TEXT SEGMENT =
In Chapters 1 and 2, I had participants learn to classify objects into two categories. In Chapter 3, I had participants perform a visual search task and examined the learning effect in the task.

In Chapter 1, I studied people's category learning efficacy in the case of overshadowing. Overshadowing effect occurs when an object feature, while strongly associates with a category during training, does not appear in the transfer test. Learners tend to rely on the feature in the training phase, and do poorly due to its absence in the transfer test. I examined whether overshadowing effect could be eliminated through top-down instructions.

Chapter 2 examined a new type of training schedule. The literature on category learning has primarily focused on using massed or interleaved learning as the training schedules, and discovered that each has its strengths and weaknesses. Here I proposed a new way to train learners, by presenting them with exemplars from each of the two categories simultaneously within each trial. Learning efficacy of the new training schedule is comparable to that of the interleaved schedule, while greatly reduces learners' frustrations during training. I will present data using artificial and real-world stimuli.

In the last chapter, I examined the effect of implicit learning during visual search. Participants were asked to search for a small set of targets among the same set of distractors repeated across trials. Three sets of distractors were manipulated across participants. After participants had been trained on a set of distractors, a new set of distractors was introduced. Search performance was worse when the target-distractor discriminability was higher in the second phase, indicating that distractor properties were learned during repeated visual search.

TASKS FOR THIS EXERCISE =
• 1. Output, word for word, the stretch of the chapter overview from "In Chapter 1, I" through "through top-down instructions.".
• 2. Collect every line in the rows that contains the string "pole", treating uppercase and lowercase as distinct.
The rows after this point are unrelated to the chapter overview.

DATA SHOWN =
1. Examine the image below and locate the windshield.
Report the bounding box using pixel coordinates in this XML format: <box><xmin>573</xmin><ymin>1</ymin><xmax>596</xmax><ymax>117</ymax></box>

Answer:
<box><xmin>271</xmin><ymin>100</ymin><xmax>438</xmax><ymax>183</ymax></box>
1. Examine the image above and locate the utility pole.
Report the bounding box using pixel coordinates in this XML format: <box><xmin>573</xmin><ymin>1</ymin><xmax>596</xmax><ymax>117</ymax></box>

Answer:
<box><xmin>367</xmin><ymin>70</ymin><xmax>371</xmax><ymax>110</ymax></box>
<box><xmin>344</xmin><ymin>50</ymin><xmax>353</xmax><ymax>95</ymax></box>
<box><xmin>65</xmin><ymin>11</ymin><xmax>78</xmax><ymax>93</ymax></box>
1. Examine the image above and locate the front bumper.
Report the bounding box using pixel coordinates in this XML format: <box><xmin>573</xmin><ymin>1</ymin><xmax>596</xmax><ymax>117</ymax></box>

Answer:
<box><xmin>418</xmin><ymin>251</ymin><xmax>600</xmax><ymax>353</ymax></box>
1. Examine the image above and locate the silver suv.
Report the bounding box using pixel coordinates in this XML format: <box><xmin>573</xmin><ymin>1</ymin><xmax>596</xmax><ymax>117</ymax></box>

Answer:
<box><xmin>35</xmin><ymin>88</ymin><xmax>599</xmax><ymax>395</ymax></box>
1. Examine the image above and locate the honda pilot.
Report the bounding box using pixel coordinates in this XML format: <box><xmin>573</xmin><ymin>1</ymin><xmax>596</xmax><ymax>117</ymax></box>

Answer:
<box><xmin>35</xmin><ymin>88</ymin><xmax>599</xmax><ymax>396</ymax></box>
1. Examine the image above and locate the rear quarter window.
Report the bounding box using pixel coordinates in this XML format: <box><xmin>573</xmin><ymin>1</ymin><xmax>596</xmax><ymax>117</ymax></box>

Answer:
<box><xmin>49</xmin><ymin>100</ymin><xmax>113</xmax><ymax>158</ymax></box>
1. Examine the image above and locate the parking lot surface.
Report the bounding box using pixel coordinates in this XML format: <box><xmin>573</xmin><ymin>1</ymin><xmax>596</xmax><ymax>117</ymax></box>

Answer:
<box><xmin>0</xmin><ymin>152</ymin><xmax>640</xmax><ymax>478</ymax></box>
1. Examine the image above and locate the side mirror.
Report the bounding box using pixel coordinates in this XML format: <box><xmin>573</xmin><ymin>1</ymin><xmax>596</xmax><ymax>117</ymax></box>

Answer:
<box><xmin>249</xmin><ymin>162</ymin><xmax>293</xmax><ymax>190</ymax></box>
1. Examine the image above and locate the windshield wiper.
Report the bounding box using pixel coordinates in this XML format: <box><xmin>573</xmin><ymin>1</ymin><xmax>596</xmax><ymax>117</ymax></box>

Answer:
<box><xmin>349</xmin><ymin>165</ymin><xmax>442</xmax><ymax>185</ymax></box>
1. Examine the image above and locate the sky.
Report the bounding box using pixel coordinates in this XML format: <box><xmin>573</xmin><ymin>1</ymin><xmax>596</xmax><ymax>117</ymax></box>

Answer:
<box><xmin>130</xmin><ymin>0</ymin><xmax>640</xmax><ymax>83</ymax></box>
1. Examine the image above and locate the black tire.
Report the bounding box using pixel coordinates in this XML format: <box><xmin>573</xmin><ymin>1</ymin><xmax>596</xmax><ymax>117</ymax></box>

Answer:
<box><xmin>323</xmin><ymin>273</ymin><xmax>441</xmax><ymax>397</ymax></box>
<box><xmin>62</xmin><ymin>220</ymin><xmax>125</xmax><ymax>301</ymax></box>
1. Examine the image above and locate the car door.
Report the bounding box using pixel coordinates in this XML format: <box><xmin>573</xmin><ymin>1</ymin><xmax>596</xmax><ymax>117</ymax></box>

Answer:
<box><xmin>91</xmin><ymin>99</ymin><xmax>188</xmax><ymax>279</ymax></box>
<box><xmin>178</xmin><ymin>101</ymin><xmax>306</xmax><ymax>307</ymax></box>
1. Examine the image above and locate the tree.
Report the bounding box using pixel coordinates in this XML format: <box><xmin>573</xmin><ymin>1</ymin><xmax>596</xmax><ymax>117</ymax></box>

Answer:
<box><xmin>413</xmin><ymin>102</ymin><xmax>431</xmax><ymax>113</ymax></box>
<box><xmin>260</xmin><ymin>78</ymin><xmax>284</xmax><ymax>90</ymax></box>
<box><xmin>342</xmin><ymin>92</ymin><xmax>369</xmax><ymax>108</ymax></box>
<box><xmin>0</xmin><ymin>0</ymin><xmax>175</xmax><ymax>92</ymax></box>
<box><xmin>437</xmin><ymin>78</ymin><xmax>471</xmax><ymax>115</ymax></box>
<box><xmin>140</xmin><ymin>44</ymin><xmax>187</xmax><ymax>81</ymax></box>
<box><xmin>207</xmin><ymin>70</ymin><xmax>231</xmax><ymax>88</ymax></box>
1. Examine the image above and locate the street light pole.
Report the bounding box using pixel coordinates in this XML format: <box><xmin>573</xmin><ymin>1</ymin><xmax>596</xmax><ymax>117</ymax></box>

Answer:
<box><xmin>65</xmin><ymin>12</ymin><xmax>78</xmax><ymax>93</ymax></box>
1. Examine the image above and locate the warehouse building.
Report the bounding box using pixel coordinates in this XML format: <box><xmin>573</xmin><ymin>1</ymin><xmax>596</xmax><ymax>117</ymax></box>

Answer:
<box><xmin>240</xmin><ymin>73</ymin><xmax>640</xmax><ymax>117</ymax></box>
...
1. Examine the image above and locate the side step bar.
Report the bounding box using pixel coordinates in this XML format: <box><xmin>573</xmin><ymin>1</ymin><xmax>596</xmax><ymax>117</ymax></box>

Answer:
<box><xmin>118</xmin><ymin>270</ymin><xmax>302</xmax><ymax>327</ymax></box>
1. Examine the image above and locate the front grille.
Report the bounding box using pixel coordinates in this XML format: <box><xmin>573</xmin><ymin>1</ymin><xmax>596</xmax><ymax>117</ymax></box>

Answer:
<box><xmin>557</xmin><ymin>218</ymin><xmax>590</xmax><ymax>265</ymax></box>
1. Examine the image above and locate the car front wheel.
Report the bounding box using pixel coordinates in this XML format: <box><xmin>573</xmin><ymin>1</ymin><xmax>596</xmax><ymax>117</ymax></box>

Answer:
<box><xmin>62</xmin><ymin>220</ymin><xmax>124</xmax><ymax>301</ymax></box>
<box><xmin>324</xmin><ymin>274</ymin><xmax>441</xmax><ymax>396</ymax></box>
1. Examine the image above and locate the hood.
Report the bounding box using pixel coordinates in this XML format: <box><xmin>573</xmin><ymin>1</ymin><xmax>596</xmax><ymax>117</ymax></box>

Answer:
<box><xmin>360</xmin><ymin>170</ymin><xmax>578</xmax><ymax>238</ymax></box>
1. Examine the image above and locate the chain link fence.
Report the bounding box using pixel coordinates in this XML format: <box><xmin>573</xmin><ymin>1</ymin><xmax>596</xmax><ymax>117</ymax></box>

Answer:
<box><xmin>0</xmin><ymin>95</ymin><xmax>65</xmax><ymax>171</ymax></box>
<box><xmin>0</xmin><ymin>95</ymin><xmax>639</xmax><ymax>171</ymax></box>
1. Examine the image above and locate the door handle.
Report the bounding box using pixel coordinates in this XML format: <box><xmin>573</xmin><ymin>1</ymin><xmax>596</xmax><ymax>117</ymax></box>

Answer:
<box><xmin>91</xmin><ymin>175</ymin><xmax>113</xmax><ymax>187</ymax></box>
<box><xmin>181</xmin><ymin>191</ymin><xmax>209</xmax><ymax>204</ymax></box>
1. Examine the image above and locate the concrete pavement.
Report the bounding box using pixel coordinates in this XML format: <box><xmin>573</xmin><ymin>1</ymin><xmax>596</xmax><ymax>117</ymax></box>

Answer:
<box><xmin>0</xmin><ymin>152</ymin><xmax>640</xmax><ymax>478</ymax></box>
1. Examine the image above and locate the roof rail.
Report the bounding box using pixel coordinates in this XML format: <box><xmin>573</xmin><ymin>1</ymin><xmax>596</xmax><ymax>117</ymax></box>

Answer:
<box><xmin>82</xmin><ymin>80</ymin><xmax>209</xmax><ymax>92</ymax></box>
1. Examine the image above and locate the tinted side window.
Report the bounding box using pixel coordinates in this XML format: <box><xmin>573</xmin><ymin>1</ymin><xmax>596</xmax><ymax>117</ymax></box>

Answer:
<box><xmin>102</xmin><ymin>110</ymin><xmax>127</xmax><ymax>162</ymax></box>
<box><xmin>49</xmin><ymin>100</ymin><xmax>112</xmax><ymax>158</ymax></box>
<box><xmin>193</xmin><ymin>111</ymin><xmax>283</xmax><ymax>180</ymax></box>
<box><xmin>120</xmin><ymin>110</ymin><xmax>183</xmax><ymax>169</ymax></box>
* * *
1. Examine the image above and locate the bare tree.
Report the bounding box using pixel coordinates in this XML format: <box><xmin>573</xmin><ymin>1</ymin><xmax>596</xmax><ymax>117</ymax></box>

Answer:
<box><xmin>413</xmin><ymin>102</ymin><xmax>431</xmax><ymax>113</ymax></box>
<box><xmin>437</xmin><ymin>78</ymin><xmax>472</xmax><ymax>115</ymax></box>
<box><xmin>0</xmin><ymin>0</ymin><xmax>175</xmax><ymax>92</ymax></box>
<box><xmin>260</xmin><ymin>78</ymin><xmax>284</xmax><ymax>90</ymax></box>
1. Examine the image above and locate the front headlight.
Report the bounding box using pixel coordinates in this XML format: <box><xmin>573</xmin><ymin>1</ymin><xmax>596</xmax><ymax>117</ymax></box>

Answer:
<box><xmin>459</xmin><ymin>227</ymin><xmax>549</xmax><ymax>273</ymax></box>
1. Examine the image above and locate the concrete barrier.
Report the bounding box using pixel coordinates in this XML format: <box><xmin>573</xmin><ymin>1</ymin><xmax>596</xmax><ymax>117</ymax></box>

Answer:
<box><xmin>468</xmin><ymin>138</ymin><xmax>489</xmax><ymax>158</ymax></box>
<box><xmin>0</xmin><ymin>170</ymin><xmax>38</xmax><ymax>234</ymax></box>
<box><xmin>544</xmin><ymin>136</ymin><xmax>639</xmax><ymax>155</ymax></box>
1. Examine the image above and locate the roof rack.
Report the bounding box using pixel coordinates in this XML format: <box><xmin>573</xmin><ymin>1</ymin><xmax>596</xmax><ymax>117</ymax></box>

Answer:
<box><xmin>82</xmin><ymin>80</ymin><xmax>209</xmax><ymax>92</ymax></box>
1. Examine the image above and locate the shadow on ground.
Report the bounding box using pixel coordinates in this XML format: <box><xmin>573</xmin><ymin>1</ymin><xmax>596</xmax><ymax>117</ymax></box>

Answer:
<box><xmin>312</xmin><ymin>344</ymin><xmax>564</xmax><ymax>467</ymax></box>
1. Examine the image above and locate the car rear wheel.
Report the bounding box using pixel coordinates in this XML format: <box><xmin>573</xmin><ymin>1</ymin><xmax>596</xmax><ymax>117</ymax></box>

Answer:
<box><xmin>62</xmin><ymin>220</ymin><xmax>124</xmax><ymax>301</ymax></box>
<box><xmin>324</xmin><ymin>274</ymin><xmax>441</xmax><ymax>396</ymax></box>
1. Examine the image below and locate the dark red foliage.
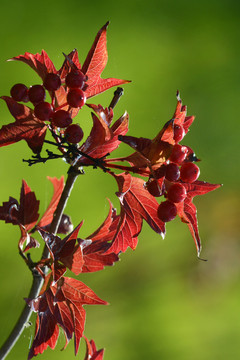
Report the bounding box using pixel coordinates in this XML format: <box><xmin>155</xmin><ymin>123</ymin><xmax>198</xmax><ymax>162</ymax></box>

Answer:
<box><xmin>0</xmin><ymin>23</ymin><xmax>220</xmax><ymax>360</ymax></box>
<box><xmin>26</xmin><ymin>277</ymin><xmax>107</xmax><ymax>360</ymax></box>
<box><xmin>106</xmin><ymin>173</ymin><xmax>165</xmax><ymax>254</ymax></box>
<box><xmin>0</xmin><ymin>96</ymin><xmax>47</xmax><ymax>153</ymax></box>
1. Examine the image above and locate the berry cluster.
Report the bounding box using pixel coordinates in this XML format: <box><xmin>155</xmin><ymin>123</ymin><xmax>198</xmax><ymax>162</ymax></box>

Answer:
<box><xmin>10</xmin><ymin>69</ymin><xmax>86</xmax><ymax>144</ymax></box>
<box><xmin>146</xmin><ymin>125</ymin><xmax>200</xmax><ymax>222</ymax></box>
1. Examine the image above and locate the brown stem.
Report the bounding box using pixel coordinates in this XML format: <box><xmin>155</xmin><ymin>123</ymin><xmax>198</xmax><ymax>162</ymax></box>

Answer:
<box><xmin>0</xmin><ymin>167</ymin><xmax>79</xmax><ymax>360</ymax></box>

RESPONSES TO THE EXERCISE =
• 1.
In Chapter 1, I studied people's category learning efficacy in the case of overshadowing. Overshadowing effect occurs when an object feature, while strongly associates with a category during training, does not appear in the transfer test. Learners tend to rely on the feature in the training phase, and do poorly due to its absence in the transfer test. I examined whether overshadowing effect could be eliminated through top-down instructions.

• 2.
1. Examine the image above and locate the utility pole.
1. Examine the image above and locate the street light pole.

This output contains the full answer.